Start Supplied text

Automated spambots are programs designed to infiltrate forums, guestbooks, blogs etc. Usually their aim is to spread hyperlinks (which lead to pages where the user can expect everything from simple advertising to evil trojan-infestations) or to do at least only some annoying stuff like disrupting forum page layouts etc. Such automated buggers are the main reason why CAPTCHAs exist. "Completely Automated Public Turing tests to tell Computers and Humans Apart" are those nasty distorted words one has to decipher to fill out a form or to register at a website. Sometimes I fear the CAPTCHAs have advanced to a point where I NEED a program to identify the words correctly, because I start to fail those tests more often than not :) There is a constant struggle between the good (forum admins) and the bad (spambots) to develop new measures and counter-measures. I even read about new job opportunities for the so-called "china farmers", who are people playing World of Warcraft only to generate ingame money to sell it to rich players for real money. Nowadays you can work full time typing in CAPTCHA responses to assist spambots in taking the hurdle when aquiring new accounts. Sorry for bothering you with those details, but it helps understanding the next paragraph.

In my last blog entry I wrote about a question in our General PC help forum, of which I found duplicates in more than 100 different forums all over the world and where I showed my disappointment the OTC never called back after receiving an answer. I think I have solved the riddle, because the same OTC just posted another question at our same forum. Again his problem was not sim-related at all, but a very general PC question. Again I did the google check. This time TSR was the 78th forum into which he had posted his question. Naturally, this time I didn't bother to reply to the thread. I checked with google again whether the guy had at least replied in any forum to his older post. I wasn't really surprised to see that the initial 100 forums he had honoured with his request had increased in size and google now found more than 1.800 different forums into which his network connectivity question had been posted.

Google finds


Now I looked closer at his postings at TSR and discovered that both postings initially had contained spam links (sometimes they are hidden in signatures to make spotting them more difficult), but our forum moderator was wary enough to remove them. For me it's clear those threads were just made by a spambot to smuggle in unwanted links into the forum. Probably I was not the only one coming to this conclusion, because strangly a day later the new spambot-made question had been removed from some of the other forums I saw them in yesterday, bringing the total down to mere 23 sites. I reported my suspicion to our forum guardians, but obviously they think it sufficient to have the link disabled, because the thread remained intact.

What conclusions am I drawing from it? Spambots seem to become more and more cleverly disguised, imitating real persons with real concerns. I do not want to waste my precious time answering to fake requests. Our forum doesn't seem to be immune to spambots. So what kind of measure should I take to protect me? Shall I ignore threads started by new accounts (but then many register to a forum only the moment they see the need for it, namely because of having to ask about a problem)? Shall I ignore threads that contain links (but some may be "real" links where the OTC points to additional information)? Shall I only answer to threads with a clear relation to the Sims (because a spambot verly likely uses a general question to fit into as many forums as possible)? Should I just check google each time before a reply? Or should I restrict help to persons I do know already through other activities at the site? Thoughts on this are very welcome.

I will also start a poll on it.

End Supplied text
Start Listing

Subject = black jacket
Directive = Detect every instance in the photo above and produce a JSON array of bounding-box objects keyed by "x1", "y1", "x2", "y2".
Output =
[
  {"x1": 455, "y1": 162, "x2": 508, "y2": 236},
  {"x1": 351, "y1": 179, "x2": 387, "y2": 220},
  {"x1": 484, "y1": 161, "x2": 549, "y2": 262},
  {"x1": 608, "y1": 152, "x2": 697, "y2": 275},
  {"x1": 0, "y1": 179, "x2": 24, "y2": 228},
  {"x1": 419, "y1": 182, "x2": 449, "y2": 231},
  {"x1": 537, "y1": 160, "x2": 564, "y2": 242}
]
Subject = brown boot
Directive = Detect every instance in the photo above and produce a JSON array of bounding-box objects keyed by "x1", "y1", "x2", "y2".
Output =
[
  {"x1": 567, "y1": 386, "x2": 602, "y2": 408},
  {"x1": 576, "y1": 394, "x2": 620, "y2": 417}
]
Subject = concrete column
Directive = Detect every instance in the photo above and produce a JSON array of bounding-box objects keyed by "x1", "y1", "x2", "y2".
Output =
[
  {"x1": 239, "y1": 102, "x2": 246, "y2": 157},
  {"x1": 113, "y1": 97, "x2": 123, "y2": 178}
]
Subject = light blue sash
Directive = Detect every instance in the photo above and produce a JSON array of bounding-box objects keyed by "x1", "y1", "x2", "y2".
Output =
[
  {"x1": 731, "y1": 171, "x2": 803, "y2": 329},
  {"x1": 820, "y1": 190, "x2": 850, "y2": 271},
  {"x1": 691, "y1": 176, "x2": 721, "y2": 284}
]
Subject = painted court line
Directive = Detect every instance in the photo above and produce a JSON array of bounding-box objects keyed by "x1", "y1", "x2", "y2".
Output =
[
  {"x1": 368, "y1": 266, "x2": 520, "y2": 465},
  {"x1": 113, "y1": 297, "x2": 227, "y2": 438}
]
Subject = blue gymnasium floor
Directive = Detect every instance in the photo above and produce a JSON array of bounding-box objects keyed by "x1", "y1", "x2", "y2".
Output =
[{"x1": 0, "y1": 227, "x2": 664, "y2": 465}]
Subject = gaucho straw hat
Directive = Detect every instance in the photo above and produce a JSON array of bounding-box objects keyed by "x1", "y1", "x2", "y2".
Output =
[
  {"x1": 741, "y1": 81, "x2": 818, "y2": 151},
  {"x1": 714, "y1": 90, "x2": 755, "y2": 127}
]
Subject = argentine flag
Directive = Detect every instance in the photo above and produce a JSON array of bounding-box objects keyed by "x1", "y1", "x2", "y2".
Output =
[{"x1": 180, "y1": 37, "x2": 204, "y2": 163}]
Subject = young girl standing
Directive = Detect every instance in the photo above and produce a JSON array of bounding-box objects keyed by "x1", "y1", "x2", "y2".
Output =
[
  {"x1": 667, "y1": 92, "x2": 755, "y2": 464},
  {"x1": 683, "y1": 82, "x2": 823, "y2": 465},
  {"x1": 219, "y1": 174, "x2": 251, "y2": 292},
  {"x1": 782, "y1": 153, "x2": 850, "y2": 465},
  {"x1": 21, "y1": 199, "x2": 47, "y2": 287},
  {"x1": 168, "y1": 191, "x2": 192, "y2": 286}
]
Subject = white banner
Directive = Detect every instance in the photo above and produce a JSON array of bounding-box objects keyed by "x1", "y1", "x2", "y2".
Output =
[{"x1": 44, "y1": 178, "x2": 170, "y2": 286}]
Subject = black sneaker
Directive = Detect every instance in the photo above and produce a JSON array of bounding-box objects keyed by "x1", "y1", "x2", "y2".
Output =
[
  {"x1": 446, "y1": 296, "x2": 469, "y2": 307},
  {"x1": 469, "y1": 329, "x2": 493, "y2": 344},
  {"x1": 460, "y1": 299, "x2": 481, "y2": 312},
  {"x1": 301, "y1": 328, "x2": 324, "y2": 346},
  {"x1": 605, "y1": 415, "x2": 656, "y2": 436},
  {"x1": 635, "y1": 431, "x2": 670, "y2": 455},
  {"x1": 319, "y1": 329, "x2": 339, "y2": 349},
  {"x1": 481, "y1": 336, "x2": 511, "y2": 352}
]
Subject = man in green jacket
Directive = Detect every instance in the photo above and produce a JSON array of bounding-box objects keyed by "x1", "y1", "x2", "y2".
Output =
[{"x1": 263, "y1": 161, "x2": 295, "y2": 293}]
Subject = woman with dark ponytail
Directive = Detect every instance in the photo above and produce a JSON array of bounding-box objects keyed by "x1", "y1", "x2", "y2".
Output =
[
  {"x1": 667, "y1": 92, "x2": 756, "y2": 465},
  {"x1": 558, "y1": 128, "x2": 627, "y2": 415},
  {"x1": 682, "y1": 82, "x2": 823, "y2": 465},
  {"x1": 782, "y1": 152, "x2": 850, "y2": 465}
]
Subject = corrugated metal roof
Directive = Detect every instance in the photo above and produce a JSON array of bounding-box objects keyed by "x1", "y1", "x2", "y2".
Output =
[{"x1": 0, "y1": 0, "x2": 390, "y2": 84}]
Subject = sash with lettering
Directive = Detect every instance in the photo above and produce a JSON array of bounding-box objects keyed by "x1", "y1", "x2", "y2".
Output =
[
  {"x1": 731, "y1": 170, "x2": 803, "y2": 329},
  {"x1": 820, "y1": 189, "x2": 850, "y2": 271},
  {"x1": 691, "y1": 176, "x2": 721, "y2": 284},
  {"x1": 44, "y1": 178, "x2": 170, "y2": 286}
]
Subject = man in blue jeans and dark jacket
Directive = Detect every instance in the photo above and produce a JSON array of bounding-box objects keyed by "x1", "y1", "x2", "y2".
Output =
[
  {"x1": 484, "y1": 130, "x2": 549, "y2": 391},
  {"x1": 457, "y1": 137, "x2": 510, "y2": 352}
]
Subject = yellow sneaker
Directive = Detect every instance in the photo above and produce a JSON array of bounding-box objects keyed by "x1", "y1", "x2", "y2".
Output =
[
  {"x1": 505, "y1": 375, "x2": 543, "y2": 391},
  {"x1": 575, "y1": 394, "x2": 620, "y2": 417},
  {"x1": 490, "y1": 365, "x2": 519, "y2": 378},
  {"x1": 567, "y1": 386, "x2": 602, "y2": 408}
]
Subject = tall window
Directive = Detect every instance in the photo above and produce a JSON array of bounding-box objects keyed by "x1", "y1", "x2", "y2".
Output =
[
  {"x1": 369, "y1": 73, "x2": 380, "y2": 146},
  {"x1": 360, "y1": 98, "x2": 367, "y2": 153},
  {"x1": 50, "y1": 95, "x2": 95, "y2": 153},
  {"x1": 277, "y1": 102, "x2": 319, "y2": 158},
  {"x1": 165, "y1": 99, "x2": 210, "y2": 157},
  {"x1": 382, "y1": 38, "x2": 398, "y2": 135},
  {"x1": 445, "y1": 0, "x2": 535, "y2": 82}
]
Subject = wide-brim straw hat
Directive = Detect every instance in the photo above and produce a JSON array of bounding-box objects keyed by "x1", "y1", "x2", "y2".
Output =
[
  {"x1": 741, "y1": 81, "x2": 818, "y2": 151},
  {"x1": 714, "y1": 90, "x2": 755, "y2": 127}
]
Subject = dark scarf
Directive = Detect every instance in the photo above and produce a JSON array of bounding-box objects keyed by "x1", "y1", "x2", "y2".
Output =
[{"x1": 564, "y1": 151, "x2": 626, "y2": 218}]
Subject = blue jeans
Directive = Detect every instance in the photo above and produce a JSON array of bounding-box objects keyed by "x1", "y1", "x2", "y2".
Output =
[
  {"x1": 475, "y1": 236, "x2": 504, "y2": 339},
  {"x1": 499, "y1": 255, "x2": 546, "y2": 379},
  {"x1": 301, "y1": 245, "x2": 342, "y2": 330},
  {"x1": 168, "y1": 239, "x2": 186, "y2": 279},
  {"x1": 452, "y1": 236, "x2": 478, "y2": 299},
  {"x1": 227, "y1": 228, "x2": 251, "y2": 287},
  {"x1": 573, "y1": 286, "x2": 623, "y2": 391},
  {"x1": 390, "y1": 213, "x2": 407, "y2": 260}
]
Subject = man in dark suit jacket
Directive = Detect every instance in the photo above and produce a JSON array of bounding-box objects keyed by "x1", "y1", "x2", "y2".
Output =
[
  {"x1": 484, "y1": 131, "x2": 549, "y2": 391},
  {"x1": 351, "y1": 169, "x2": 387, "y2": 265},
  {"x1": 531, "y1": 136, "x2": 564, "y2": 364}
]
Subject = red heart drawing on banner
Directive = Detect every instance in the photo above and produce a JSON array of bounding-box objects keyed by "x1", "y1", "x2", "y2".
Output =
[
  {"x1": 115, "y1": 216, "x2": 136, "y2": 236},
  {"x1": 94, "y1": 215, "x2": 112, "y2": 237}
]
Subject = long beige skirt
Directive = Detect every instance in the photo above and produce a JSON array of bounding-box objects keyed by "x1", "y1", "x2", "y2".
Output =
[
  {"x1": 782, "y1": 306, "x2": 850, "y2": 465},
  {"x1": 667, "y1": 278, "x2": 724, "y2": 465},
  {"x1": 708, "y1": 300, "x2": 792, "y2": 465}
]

End Listing

- _What you will do_
Carry on with the blog post on forum spambots, starting right after its final sentence. The material above comes from a separate source and has no connection to the blog post on forum spambots.

- _Task output_
Why I hate lacking feedback in a help forum

Sometimes I like to give advice by posting in the help section of the forum. Probably it's worth a separate blog entry why I am doing it, because IMHO this is the one thing you shouldn't do if you're going for easy kudos or mass production. Maybe I want to help, maybe I want to keep sharp on my knowledge, or is it only for showing off?! Honestly, I do not know for sure. The explanation I like best is based on something I saw in a signature of some help forum moderator years ago. I hope this translates well into English: "Do not pay back, pay forward!", meaning if you get helped, return the favour by helping not the same person, but the next one in line in need of help. What a cool idea!

Posting an answer to a problem thread in the help sections takes time. You can't fire away a "great, I like it" and be done with it, but you have to understand the problem, check the facts, look up some details, maybe even try something yourself before giving it as advice, and then you have to put it into words that leave not much room of misunderstanding. Most of the time it's an iterative process, too, because you have to verify some details the OTC (original thread creator) didn't mention. Oh, that's another topic worth of a blog entry. Some people just write "my game doesn't work. I need help" without as much as giving a clue about the circumstances. Anyway, what's important here is that answering to a problem thread usually involves some kind of obligation to walk through the solution process over several postings, too, so you have to check back at the forum every now and then.

Which means: helping involves time and implies an obligation.In an ideal world, the problem thread finishes with a "thanks, this or that worked" or at least a "no, that didn't solve my problem, but thanks anyway".Such endings have the advantage that other people reading it know whether something worked, too. People with the same problem can search the forum months later and learn about right (and wrong) ways to solve their problem without starting at point zero again.

Unfortunately, in the real world most threads finish with an advice and the OTC is never heard again. This is not specific to my advices, but a general behaviour. I hate it. Not even the person that gave the advice learns whether his time was well spent.

A short while ago I answered a question about network connectivity problems at the TSR General PC help forum. It was not very Sims-specific, but as the problem description was quite detailed, I offered some advice, including some hints on what the OTC should check. That took me maybe 15 minutes of my life. The OTC never wrote back. This time I got curious. After two weeks or so I used Google to check if the OTC had posted his question somewhere else as well. It turned out he had. Google came up with more than hundred different forums he had asked the same question word by word (copy and paste is cheap) over the course of a week! I checked only a few of those hits, but it seems about a third of the forums had a reply (often with additional questions, too) and the OTC never replied once to any advice giver.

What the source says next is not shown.